__TASK DETAILS__.
Among the entries below, please repeat exactly and only the lines from the line containing "Extract young man" to the line containing "Extract white fur", both lines included.

───── MATERIAL SUPPLIED ─────

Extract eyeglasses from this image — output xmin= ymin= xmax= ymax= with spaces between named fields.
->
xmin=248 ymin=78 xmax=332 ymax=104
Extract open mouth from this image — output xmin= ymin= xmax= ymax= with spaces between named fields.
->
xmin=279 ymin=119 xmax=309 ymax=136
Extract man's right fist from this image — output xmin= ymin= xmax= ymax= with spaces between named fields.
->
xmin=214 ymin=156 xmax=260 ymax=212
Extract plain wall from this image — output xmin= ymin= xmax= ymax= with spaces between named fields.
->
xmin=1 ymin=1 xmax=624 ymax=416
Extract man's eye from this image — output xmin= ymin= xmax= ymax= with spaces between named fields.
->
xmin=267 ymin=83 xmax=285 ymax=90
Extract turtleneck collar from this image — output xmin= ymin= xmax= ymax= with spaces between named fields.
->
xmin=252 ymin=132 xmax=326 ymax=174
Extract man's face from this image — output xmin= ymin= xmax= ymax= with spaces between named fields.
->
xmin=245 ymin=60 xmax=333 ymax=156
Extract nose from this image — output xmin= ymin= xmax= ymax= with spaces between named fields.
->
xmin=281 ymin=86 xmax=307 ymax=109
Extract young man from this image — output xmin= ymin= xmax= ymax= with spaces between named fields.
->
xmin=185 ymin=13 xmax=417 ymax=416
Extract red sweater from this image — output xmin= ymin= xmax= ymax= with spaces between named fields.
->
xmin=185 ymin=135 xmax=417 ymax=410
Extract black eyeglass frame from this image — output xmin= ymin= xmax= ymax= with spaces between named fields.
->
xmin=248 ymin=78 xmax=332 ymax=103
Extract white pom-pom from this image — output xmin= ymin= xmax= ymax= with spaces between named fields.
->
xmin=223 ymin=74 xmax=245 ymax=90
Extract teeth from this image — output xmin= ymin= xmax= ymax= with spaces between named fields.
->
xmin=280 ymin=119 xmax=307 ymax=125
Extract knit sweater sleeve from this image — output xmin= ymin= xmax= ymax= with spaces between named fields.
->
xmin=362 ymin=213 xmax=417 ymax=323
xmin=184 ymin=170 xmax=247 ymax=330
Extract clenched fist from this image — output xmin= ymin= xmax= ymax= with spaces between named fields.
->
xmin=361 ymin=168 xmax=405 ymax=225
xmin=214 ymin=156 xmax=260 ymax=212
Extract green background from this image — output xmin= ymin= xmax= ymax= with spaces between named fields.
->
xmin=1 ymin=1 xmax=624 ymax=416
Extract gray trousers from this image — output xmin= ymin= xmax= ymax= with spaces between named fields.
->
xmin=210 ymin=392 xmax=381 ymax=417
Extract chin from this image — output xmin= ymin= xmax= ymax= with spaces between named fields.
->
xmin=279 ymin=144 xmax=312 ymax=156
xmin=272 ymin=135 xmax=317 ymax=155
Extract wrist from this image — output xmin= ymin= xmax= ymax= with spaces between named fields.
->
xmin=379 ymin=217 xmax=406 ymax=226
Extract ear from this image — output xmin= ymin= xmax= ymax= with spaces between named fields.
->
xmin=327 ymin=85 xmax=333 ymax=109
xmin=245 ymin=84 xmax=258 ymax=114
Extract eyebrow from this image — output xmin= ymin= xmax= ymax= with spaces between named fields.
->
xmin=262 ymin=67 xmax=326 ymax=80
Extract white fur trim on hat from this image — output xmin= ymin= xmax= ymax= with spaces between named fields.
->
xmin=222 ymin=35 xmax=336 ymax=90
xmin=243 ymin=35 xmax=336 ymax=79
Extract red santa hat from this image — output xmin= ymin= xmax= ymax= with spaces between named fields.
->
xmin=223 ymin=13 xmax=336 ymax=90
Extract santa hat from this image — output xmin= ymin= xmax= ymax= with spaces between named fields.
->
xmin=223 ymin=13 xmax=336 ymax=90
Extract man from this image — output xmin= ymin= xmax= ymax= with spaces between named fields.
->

─────

__ANSWER TO THIS TASK__.
Extract young man from this image — output xmin= ymin= xmax= ymax= with spaces between named fields.
->
xmin=185 ymin=13 xmax=417 ymax=416
Extract red sweater from this image — output xmin= ymin= xmax= ymax= with spaces between named fields.
->
xmin=185 ymin=135 xmax=417 ymax=410
Extract black eyeglass frame from this image — output xmin= ymin= xmax= ymax= with spaces between named fields.
->
xmin=248 ymin=78 xmax=332 ymax=103
Extract white pom-pom from this image — output xmin= ymin= xmax= ymax= with spaces between named fields.
->
xmin=223 ymin=74 xmax=245 ymax=90
Extract teeth from this image — output xmin= ymin= xmax= ymax= with spaces between named fields.
->
xmin=280 ymin=119 xmax=307 ymax=125
Extract knit sweater sleeve from this image — output xmin= ymin= xmax= ymax= with spaces between named fields.
->
xmin=362 ymin=213 xmax=417 ymax=323
xmin=184 ymin=170 xmax=247 ymax=330
Extract clenched fist from this image — output xmin= ymin= xmax= ymax= with spaces between named fields.
->
xmin=361 ymin=168 xmax=405 ymax=225
xmin=214 ymin=156 xmax=260 ymax=212
Extract green background from this image — output xmin= ymin= xmax= ymax= with spaces between named fields.
->
xmin=1 ymin=1 xmax=624 ymax=416
Extract gray trousers from this image — output xmin= ymin= xmax= ymax= with spaces between named fields.
->
xmin=210 ymin=392 xmax=381 ymax=417
Extract chin from this image — output xmin= ymin= xmax= ymax= with spaces between named fields.
->
xmin=279 ymin=144 xmax=312 ymax=156
xmin=272 ymin=135 xmax=317 ymax=155
Extract wrist from this image — output xmin= ymin= xmax= ymax= with spaces between named fields.
->
xmin=379 ymin=217 xmax=406 ymax=226
Extract ear from this image — output xmin= ymin= xmax= ymax= with spaces between named fields.
->
xmin=327 ymin=85 xmax=333 ymax=109
xmin=245 ymin=84 xmax=258 ymax=114
Extract eyebrow from this image — output xmin= ymin= xmax= ymax= with spaces between named fields.
->
xmin=262 ymin=67 xmax=326 ymax=80
Extract white fur trim on hat from this image — output xmin= ymin= xmax= ymax= with spaces between named fields.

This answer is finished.